# Section de texte
#####

Intervention humanitaire et ingérence : deux notions complexes
La notion d’intervention humanitaire n’est pas récente. Elle apparaît déjà à la fin du 19e Siècle et va donner lieu successivement au droit international humanitaire classique (Droit de la Haye) et au droit international humanitaire moderne parfois appelé « Droit de New York », recouvrant le droit, le devoir d’ingérence et de responsabilité étatique et internationale de protéger les populations en situation de crise sous la gouverne du Conseil de sécurité et de l’Assemblée générale des Nations Unies. Cela n’abroge pas la notion de non-ingérence qui précise le droit pour tout État souverain de conduire ses affaires sans ingérence extérieure, droit qui procède d’un principe coutumier universellement applicable. Il y aurait lieu de faire une discrimination entre l’intervention et l’ingérence.
- L’intervention consiste en une opération matérielle. C’est dans ce sens que le terme a été employé dans un arrêt de la CIJ du 9 avril 1949, lorsque l’Albanie ne fut pas à même de déminer le Détroit de Corfou et que cette opération ait été menée finalement par le Royaume Uni ;
- L’ingérence résume tout acte qui interfère avec la conduite des affaires intérieures de l’État, sans emploi de la force et peut se traduire par des pressions économiques et politiques. L’ingérence est une intervention contre l’avis de l’État.

#####

# Enregistrements du jeu de données de pointage
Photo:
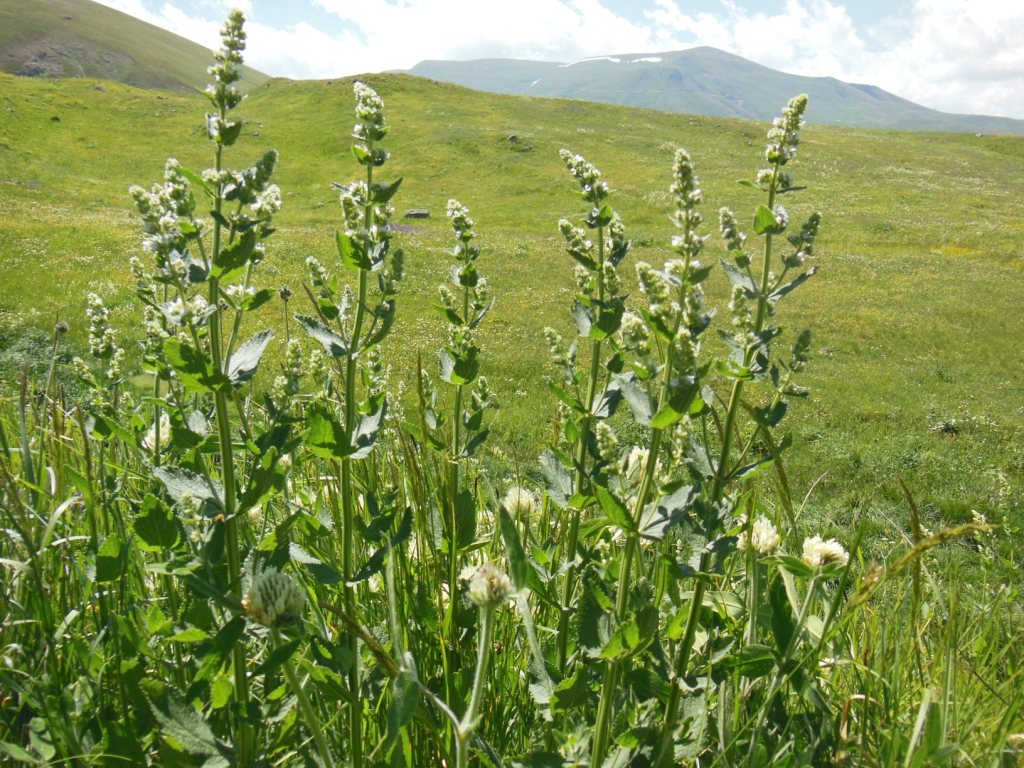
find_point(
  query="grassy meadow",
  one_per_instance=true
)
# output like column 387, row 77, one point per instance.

#####

# Série d'exercices
**a.** Dans le texte sur l'intervention humanitaire et l'ingérence, réduisez à une courte liste de points le paragraphe qui commence par « La notion d'intervention humanitaire n'est pas récente », sans perdre ses faits principaux.
**b.** Répondez à ces questions à partir du texte sur l'intervention humanitaire et l'ingérence :
(i) À quelle époque la notion d'intervention humanitaire apparaît-elle ?
(ii) De quand date l'arrêt de la CIJ qui mentionne l'intervention ?
(iii) Par quels types de pressions l'ingérence peut-elle se traduire ?
**c.** Reprenez le texte sur l'intervention humanitaire et l'ingérence à la suite de sa dernière phrase.

# Réponses aux exercices
**a.**
- La notion d'intervention humanitaire remonte à la fin du 19e siècle.
- Elle a donné naissance au droit international humanitaire classique (Droit de la Haye), puis au droit international humanitaire moderne, parfois appelé « Droit de New York ».
- Ce droit moderne couvre le droit et le devoir d'ingérence, ainsi que la responsabilité étatique et internationale de protéger les populations en crise, sous la gouverne du Conseil de sécurité et de l'Assemblée générale des Nations Unies.
- La notion de non-ingérence demeure : tout État souverain a le droit de conduire ses affaires sans ingérence extérieure, en vertu d'un principe coutumier universellement applicable.
- Il faudrait distinguer l'intervention de l'ingérence.

**b.**
(i) À la fin du 19e siècle.
(ii) Du 9 avril 1949.
(iii) Par des pressions économiques et politiques.

**c.**
L’Article 2§7 de la Charte des Nations Unies à son tour, précise « qu’aucune disposition n’autorise les Nations Unies à intervenir dans les affaires qui relèvent essentiellement de compétence nationale d’un État ». À partir des années 2000, le terme d’ingérence disparaît de la sémantique onusienne pour être substitué par la « responsabilité de protéger ». Les écarts opiniâtrement opérés par la coalition concernant la résolution 1973 dont le mandat se limitait à une interdiction aérienne sur la Libye et qui ont conduit à l’assassinat du Colonel Mouammar Kadhafi prouve la complexité de ce principe de droit international qui, sans utilisation précautionneuse, pourrait être abusif à tous égards. En effet, la responsabilité de protéger est restée silencieuse sur les moyens à utiliser dans ce cas, en proscrivant en tout état de cause mais de manière claire cependant, des opérations au sol. Il faut remarquer que le droit des peuples à disposer d’eux-mêmes leur permet d’exprimer leur volonté ontologique, et celle de s’établir en tant qu’État. C’est le dernier critère qui caractérise cette entité, après le territoire, la population et la gouvernance. Au niveau interne, l’État choisit en toute liberté son mode d’organisation tant il est vrai qu’au niveau externe, il imprime en toute souveraineté son statut qu’il est tenu de respecter. C’est pourquoi dans la grande majorité du contenue des constitutions (c’est le cas dans la Constitution du Cameroun-Art. 5 Chapitre I), le Président de la République est le garant du respect des traités et accords internationaux.
Les appels de détresse que couvent à présent les cris des ‟négociants de l’intervention étrangère au Cameroun”, participent d’abord d’une méconnaissance criarde des bases du droit international, adoubée d’un programme d’avilissement féodal sui generis aux instincts de prédateurs. Sinon, rien ne justifie qu’au crépuscule de 2020, des hommes politiques de surcroît, soient à rappeler la cavalerie coloniale à grand renfort, au lieu d’épuiser les voies de dialogue, de débats constructifs ou de suggérer des voies pertinentes de développement. Le dialogue reste la solution de toute crise, même dans le cas de solutions à minima ; il est préférable à toute forme de violence. C’est ce que veut dire le communiqué de l’ambassade américaine quand il conclut qu’« en tant qu’ami et partenaire du Cameroun, la position des États-Unis demeure constante. Nous appelons les deux parties au conflit dans le Nord-Ouest et le Sud-Ouest à renoncer à la violence et engager un dialogue ouvert ». L’État pendant ce temps, poursuivra ses missions régaliennes, dont l’une des plus importantes est la défense de l’intégrité territoriale, des personnes et des biens.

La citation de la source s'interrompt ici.